#### Extract:

Background information
- Origin: Hamburg, Germany
- Genres: Nu metal; rap metal; alternative metal;
- Years active: 1995–2013
- Members: Ron Cazzato Dennis Krüger Björn "Deee" Düßler Sascha "Chi(no)" Carrilho
- Past members: Daniel Könnecke Benjamin Eckebrecht Lidija Jessel René "Russo" Knupper
- Website: http://www.4lyn.com/

= 4Lyn =

German rock band

4Lyn was a nu metal band from Hamburg, Germany. 4Lyn began their career as Headtrip in 1995 as high schoolers. They recorded demos and played locally, and in 2000 a gig at the Ohrenschmaus Festival in Hamburg got them attention from label scouts. "4Lyn" is an acronym of sorts; 4 is the number of band members, and LYN stands for "Little Young Nasties".

They released their debut self-titled record on Universal Records subsidiary Motor Music in 2001, and toured with Papa Roach, Thumb, Therapy?, Cosmotron, and Dredg. They recorded their sophomore effort, Neon, in Denmark, then toured throughout central Europe. They left Motor Music to sign with Edel Music for their third release, Take it as a Compliment, issued in 2004. In 2005 they wrote a theme song entitled "Go Sea Devils" for the Hamburg Sea Devils, a football team. 2007 saw the release of their self-produced album, Compadres.

In January 2008, the band released the album Hello. Then, as a gift to loyal fans, the band released a live album, Live In Hamburg, which could only be purchased through the band's official website (which had gone offline since their breakup; the band's official Facebook page has taken over as their main website).

In May 2008, a statement on the band's official website confirmed the departure of Rene Knupper, who left the band to pursue "other life experiences". The departure was amicable and he remains friends with the band. Dennis Krüger then joined the band full-time as lead guitarist.

Point-per-instance localization data
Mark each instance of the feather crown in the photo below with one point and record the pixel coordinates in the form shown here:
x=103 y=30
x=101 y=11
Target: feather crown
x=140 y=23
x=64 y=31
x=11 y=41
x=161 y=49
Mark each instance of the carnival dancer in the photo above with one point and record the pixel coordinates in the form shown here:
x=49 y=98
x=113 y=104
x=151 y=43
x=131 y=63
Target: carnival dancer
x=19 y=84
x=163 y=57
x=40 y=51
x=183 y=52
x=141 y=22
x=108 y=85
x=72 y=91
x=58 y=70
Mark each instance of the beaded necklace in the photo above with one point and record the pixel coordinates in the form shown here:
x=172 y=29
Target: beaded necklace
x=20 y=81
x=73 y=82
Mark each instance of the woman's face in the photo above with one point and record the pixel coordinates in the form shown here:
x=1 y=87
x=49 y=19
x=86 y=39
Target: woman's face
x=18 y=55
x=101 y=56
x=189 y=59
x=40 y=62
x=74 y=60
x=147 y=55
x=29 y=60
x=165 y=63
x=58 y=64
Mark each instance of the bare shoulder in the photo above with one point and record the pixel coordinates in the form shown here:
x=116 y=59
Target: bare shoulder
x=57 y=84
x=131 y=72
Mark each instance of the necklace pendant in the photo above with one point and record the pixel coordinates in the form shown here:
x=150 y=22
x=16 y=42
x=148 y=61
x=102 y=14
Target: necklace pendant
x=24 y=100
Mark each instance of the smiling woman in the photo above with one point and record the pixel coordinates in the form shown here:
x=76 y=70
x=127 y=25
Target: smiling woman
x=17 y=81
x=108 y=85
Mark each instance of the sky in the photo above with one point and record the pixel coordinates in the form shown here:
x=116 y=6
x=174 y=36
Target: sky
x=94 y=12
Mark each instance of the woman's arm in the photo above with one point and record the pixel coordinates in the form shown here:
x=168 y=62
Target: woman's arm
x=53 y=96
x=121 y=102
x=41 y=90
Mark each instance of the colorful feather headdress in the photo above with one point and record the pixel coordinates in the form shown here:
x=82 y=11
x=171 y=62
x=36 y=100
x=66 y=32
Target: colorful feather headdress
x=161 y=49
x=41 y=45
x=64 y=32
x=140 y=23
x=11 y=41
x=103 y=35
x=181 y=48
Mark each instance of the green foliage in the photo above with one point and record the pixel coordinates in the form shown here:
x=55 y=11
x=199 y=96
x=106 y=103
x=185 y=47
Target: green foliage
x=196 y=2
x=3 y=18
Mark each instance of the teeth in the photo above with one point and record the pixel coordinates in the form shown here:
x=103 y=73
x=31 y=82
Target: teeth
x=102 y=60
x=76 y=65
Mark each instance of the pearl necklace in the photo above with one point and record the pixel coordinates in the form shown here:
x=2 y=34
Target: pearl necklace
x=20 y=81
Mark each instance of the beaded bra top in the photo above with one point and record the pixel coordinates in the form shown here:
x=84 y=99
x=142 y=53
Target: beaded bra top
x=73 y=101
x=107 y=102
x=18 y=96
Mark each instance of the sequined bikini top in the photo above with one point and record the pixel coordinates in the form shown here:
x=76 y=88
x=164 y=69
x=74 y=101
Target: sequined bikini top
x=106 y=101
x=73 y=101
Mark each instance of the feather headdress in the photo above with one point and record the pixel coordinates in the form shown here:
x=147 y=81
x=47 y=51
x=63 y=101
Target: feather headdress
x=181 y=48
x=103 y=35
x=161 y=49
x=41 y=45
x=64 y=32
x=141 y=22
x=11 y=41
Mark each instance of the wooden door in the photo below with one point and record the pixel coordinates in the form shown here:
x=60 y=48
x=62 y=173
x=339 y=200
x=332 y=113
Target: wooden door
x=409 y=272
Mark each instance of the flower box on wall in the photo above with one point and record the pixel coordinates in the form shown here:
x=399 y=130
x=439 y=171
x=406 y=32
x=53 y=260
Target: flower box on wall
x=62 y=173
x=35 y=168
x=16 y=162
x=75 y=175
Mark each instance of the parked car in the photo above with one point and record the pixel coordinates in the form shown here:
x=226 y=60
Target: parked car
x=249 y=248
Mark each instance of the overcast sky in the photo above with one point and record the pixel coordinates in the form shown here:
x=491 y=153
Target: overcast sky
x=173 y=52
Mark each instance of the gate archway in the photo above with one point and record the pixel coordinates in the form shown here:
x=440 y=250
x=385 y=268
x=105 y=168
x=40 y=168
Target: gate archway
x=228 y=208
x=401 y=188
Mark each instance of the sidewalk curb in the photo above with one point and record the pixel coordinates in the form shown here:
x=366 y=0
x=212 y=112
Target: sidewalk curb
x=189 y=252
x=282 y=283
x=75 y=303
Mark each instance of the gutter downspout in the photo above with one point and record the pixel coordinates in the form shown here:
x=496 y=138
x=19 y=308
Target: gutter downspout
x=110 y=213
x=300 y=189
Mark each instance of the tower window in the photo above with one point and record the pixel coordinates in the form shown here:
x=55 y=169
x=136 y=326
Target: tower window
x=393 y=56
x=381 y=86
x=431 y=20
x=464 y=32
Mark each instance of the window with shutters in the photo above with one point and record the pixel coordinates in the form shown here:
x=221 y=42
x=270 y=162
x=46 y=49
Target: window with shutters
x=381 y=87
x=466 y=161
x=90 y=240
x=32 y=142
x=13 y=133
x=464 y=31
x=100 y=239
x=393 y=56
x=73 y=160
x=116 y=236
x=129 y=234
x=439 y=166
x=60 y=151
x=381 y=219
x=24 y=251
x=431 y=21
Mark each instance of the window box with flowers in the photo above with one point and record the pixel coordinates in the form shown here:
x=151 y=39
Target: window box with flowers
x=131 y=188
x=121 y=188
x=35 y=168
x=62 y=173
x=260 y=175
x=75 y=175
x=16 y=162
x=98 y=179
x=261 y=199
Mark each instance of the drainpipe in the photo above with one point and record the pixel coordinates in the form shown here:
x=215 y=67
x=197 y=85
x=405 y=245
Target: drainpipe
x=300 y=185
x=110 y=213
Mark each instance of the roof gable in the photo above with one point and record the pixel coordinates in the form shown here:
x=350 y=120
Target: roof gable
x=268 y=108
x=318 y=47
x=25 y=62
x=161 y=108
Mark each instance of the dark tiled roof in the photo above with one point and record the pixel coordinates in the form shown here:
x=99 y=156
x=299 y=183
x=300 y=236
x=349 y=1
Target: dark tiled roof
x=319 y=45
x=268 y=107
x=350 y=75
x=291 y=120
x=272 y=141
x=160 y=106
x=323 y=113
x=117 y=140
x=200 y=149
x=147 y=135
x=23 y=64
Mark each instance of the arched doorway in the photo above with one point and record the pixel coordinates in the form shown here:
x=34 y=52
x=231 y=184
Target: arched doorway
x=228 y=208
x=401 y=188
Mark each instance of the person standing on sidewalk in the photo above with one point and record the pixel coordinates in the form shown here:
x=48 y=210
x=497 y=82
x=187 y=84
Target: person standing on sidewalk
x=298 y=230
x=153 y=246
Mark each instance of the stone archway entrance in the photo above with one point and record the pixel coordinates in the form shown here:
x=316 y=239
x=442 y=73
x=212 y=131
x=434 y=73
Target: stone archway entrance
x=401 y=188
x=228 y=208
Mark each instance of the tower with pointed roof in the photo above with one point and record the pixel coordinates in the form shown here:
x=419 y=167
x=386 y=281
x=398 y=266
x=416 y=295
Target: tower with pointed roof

#### Assignment 1:
Answer these questions using the 4Lyn article:
(a) In what year did the band start out as Headtrip?
(b) In which country did they record Neon?
(c) Who became the full-time lead guitarist after Rene Knupper left?
#### Assignment 2:
Rewrite the 4Lyn article from "They released their" through "their main website).", changing "Motor Music" to "Motor Records".
#### Assignment 3:
Write what comes next in the 4Lyn article, picking up after its final sentence.

#### Answer box 1:
(a) 1995
(b) Denmark
(c) Dennis Krüger

#### Answer box 2:
They released their debut self-titled record on Universal Records subsidiary Motor Records in 2001, and toured with Papa Roach, Thumb, Therapy?, Cosmotron, and Dredg. They recorded their sophomore effort, Neon, in Denmark, then toured throughout central Europe. They left Motor Records to sign with Edel Music for their third release, Take it as a Compliment, issued in 2004. In 2005 they wrote a theme song entitled "Go Sea Devils" for the Hamburg Sea Devils, a football team. 2007 saw the release of their self-produced album, Compadres.

In January 2008, the band released the album Hello. Then, as a gift to loyal fans, the band released a live album, Live In Hamburg, which could only be purchased through the band's official website (which had gone offline since their breakup; the band's official Facebook page has taken over as their main website).

#### Answer box 3:
Their latest album Quasar was released in May 2012.

In 2013, a statement posted in German on the band's official website confirmed that the band had decided to part ways permanently. The band played a number of farewell shows that year, and changed their Facebook profile image to a band logo with the numbers 1998–2013 underneath.

==Members==
- Final Lineup
- Sascha "Chino" Carrilho - drums (1995–2013)
- Björn Düßler - bass (1995–2013)
- Ron "Braz" Cazzato - vocals (1995–2013)
- Dennis Krüger - guitar (2008–2013)

- Previous Members
- Rene "Russo" Knupper (?–2008)
- Daniel Könnecke (?–1999)
- Benjamin "Kane Wikked" Eckebrecht (?–2001)
- Lidija Jessel - vocals (1998-2000)
- Niels Twardawa (?–1998)

==Discography==
- Albums
- 4Lyn (Motor Music, 2001)
- Neon (Motor Music, 2002)
- Take it as a Compliment (Edel Music, 2004) #45 (Germany Albums Top 50)
- Compadres (Edel Music, 2005)
- Hello (Rodeostar, 2008)
- Live In Hamburg (Rodeostar, 2008)
- Quasar (Very Us, 2012)

- DVDs
- Take It as a Compliment/Live Compliments, Tour Edition (2004)
- Live in Hamburg (2008)
- The Good Life Period (2008)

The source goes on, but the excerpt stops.